*Saved data entries*
**********

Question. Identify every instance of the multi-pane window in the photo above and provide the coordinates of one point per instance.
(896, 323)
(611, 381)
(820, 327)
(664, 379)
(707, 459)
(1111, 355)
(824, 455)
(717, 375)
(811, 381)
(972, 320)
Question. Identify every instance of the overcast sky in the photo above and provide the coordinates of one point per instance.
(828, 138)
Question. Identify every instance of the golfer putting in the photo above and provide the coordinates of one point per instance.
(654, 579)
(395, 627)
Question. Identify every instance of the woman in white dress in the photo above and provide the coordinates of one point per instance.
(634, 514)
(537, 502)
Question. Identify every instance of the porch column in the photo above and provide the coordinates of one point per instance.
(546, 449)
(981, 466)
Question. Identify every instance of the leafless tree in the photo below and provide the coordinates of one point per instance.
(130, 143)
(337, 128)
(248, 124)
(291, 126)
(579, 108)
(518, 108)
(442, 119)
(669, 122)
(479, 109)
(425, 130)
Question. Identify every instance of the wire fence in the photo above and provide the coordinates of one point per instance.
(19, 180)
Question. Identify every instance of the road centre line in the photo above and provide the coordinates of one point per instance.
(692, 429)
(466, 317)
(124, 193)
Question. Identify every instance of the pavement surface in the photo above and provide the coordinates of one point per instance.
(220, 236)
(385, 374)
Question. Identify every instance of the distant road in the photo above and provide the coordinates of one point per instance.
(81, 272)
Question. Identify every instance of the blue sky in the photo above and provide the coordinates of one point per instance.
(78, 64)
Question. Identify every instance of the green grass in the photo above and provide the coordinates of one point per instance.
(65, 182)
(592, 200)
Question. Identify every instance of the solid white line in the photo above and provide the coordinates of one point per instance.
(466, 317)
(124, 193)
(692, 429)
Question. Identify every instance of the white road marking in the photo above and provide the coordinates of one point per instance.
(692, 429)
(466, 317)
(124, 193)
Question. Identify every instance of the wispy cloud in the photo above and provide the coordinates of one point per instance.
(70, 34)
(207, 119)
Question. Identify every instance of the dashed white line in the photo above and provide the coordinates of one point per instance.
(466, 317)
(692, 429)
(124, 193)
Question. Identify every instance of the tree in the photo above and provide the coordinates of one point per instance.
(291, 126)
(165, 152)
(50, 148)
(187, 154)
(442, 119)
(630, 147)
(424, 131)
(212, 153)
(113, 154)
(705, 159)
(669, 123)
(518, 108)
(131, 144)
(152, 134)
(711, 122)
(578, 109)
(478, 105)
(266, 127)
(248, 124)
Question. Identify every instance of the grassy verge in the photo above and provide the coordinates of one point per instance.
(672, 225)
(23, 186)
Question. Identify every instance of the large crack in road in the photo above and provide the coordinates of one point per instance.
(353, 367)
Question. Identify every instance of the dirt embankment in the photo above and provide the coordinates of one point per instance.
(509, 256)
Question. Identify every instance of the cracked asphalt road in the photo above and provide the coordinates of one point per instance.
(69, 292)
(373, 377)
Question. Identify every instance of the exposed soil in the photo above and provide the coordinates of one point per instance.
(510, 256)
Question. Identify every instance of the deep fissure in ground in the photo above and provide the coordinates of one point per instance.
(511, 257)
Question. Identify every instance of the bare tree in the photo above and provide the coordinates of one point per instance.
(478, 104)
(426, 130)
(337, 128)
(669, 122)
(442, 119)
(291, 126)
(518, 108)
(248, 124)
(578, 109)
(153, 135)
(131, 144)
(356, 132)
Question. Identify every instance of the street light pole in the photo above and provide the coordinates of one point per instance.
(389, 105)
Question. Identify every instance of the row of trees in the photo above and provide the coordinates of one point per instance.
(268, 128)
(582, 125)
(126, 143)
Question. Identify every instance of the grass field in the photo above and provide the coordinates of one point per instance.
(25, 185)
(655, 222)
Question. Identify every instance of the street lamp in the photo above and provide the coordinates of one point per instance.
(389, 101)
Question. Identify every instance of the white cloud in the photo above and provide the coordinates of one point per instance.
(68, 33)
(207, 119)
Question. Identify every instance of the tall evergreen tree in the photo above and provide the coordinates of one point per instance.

**********

Convert all of the entries above into a numbered list, leaving out any blank lines.

1. Question. Identify every instance of the multi-pane window in the photo above and provide the coordinates of one point per instance.
2. (896, 323)
3. (611, 381)
4. (820, 327)
5. (664, 379)
6. (707, 459)
7. (1111, 355)
8. (824, 455)
9. (717, 375)
10. (811, 381)
11. (972, 320)
12. Question. Identify every instance of the overcast sky in the photo above and provide the coordinates of one point per instance.
13. (828, 138)
14. Question. Identify every instance of the golfer putting in the photo above and provide the coordinates of one point per instance.
15. (654, 579)
16. (395, 627)
17. Question. Identify every instance of the woman in white dress in the photo above and provide the coordinates of one point per instance.
18. (634, 514)
19. (537, 502)
20. Question. Identify every instance of the porch column in the photo above and provide the coordinates of one point per instance.
21. (546, 449)
22. (981, 466)
23. Question. Identify every instance of the leafless tree in the photo below and provide the coordinates of one point per instance.
24. (130, 143)
25. (337, 128)
26. (248, 124)
27. (291, 126)
28. (579, 108)
29. (518, 108)
30. (442, 119)
31. (669, 122)
32. (479, 109)
33. (425, 130)
34. Question. Identify every instance of the wire fence in the photo above and provide the coordinates of one point per instance.
35. (19, 180)
36. Question. Identify every instance of the road centre line in the photo above and provide the coordinates of one point per instance.
37. (692, 429)
38. (466, 317)
39. (124, 193)
40. Question. Identify every instance of the pavement surface in the photo above and provide the coordinates of one point per instance.
41. (220, 236)
42. (385, 374)
43. Question. Identify every instance of the distant road in the photo above and provide the coordinates of one point per instance.
44. (81, 272)
45. Question. Identify every instance of the blue sky in the photo above and provide the coordinates of one point per instance.
46. (78, 64)
47. Question. Identify every instance of the green grass in the photo above and provide the coordinates of one point per instance.
48. (65, 182)
49. (592, 200)
50. Question. Identify every instance of the solid white line in the photo above and provide the coordinates of one point per instance.
51. (466, 317)
52. (124, 193)
53. (692, 429)
54. Question. Identify every instance of the white road marking in the photo above and provide the coordinates of one point per instance.
55. (692, 429)
56. (466, 317)
57. (124, 193)
58. Question. Identify every instance of the wispy cloud in the photo above and provide the coordinates of one point per instance.
59. (70, 34)
60. (207, 119)
61. Question. Identify every instance of the dashed white line in the photo above and provide the coordinates of one point per instance.
62. (466, 317)
63. (692, 429)
64. (124, 193)
65. Question. Identify every instance of the tree in the photo above and provide the coordinates of one point per instance.
66. (291, 126)
67. (165, 152)
68. (50, 148)
69. (187, 154)
70. (442, 119)
71. (630, 147)
72. (424, 131)
73. (212, 153)
74. (113, 154)
75. (705, 159)
76. (669, 123)
77. (518, 108)
78. (131, 144)
79. (152, 134)
80. (711, 122)
81. (578, 109)
82. (478, 105)
83. (266, 127)
84. (248, 124)
85. Question. Identify every instance of the grassy verge in the photo above and provide the coordinates of one point per instance.
86. (672, 225)
87. (23, 186)
88. Question. Identify every instance of the large crack in road in the photo above and provide the coordinates of one point per instance.
89. (353, 367)
90. Question. Identify every instance of the dirt embankment in the photo above and provide the coordinates of one point per instance.
91. (509, 256)
92. Question. Identify every instance of the cracked asphalt road in the photo above and provide the coordinates of one point per instance.
93. (69, 292)
94. (373, 377)
95. Question. Identify every instance of the exposed soil in the photo above and provide the coordinates of one point per instance.
96. (510, 256)
97. Question. Identify every instance of the deep fissure in ground in the photo above and provide the coordinates of one point per instance.
98. (511, 257)
99. Question. Identify every instance of the bare tree in the photo above and provide the coordinates of one point per instance.
100. (478, 104)
101. (426, 130)
102. (337, 128)
103. (669, 122)
104. (442, 119)
105. (291, 126)
106. (518, 108)
107. (248, 124)
108. (578, 109)
109. (153, 135)
110. (131, 144)
111. (356, 132)
112. Question. Identify every instance of the street light pole in the photo above and provide the coordinates of one point per instance.
113. (389, 105)
114. Question. Identify every instance of the row of trees in the photo above and provide the coordinates of one point per instance.
115. (268, 128)
116. (582, 125)
117. (126, 143)
118. Question. Identify every instance of the grass field in the photo above and provide the coordinates of one point per instance.
119. (25, 185)
120. (655, 222)
121. Question. Identify every instance of the street lamp in the photo above and provide the coordinates of one point per instance.
122. (389, 101)
123. Question. Identify every instance of the white cloud in the photo above and provide the coordinates of one point per instance.
124. (68, 33)
125. (207, 119)
126. Question. Identify every instance of the tall evergreen tree in the photo above and provide the coordinates of one point per instance.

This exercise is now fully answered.